[Saved entries]
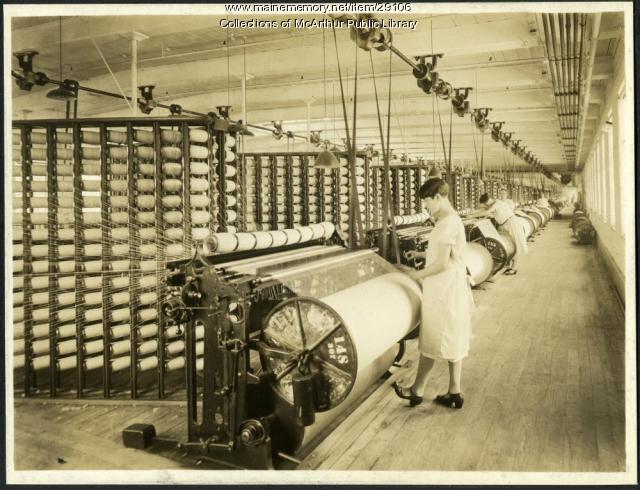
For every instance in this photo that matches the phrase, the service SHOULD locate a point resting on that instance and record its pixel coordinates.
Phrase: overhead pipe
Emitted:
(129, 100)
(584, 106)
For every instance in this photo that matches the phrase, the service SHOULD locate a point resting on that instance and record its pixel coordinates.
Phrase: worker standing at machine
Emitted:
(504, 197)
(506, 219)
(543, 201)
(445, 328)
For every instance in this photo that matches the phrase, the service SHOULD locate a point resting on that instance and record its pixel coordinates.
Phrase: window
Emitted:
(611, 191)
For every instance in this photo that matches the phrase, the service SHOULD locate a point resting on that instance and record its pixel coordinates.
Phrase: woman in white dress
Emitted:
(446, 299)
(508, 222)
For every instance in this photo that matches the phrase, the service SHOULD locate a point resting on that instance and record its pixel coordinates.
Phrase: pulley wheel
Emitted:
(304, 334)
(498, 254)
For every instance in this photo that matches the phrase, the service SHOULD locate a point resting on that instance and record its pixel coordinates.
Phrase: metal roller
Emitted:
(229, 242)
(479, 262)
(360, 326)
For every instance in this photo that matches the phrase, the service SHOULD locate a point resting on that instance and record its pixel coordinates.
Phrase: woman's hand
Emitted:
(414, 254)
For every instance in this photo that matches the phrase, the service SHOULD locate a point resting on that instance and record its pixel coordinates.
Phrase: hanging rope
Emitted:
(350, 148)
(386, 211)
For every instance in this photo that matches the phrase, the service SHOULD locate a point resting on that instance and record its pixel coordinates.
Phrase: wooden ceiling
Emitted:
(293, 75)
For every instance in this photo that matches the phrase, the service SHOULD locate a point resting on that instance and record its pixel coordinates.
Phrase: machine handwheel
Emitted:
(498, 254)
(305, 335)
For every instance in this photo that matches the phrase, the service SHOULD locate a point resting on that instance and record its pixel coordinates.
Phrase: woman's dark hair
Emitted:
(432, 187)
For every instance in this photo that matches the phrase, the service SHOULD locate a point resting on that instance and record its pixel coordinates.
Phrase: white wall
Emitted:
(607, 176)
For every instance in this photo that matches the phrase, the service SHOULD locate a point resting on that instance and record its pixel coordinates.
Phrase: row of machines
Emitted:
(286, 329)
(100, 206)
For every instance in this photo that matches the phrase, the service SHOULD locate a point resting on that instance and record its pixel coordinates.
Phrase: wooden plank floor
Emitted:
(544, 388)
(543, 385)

ASSIGNED TASK: An exact reprint of every record is required, with the pictures omitted.

SOLVED EXERCISE:
For every instance in this photo that matches the phrase, the service SHOULD locate a point resting on that instance and record its pixel coordinates.
Phrase: overhead pipe
Emitted:
(129, 100)
(584, 106)
For every instance in this photo that matches the phrase, the service SHOULD locate a point resting on that instance and record its pixel coordinates.
Phrase: worker standing at machine
Emitted:
(504, 197)
(506, 219)
(543, 201)
(445, 328)
For every instance in this photo that matches the phrase, the service SHOULD locate a point resting on that instance and record its pixel coordinates.
Phrase: window
Emitted:
(611, 191)
For every instance in this photo that matches the phrase, the service SHOULD locate a point resting on that instance and record its pixel coordinates.
Phrase: woman in white dress
Emitted:
(446, 299)
(508, 222)
For every instance in this photo that matches the phrase, the service SHOULD locate a point resting on that instance and record its pixel coordinates.
Phrase: pulley wheel
Emitted:
(304, 334)
(498, 254)
For every instance in this photo that matches the phrase, the service SHOULD locate a point resting on that instance and record its pixel coordinates.
Phrase: metal roller
Emitted:
(229, 242)
(479, 262)
(360, 326)
For every instance in this photo that matches the phrase, the service SHOULD locate a point resting on that instance and record its pixel coordinates.
Phrase: woman's hand
Emitted:
(414, 254)
For every instance in this photo that matches the phrase, the service SHOULD locate a point resting on that instance and record its pixel coordinates.
Phrase: hanging rope
Emitted:
(350, 148)
(386, 211)
For every instance in this photo that matches the phrase, the service SHOULD locate a point resting on that instance and record its pixel coordinates.
Phrase: wooden ceiling
Emitted:
(293, 75)
For every instance in this photo that matches the phrase, the service SHOULD locate a point resting on that instance and record its pixel coordinates.
Phrase: machine handwheel
Emitted:
(498, 254)
(305, 335)
For every instance in this photo that matches the phrase, the service SHOULD locate a point resting on that instance and record its pixel coordinates.
Phrase: woman's dark hair
Emitted:
(432, 187)
For every instance in this photo that matches the phrase, the service SHOULD locate a point resting on that instance and record its pixel coordinates.
Phrase: white wall
Emitted:
(607, 176)
For every instance in this photo that matches the phrase, the service SHOULD locate a point resting on that instance and record its pixel coordinates.
Phrase: row of machines
Emitted:
(286, 329)
(100, 206)
For every instance in this photo that matches the phrase, the service SHOULD locate a point resting on that instance and record its pixel coordinates.
Phrase: wooden plank floor
Emitted:
(544, 388)
(543, 385)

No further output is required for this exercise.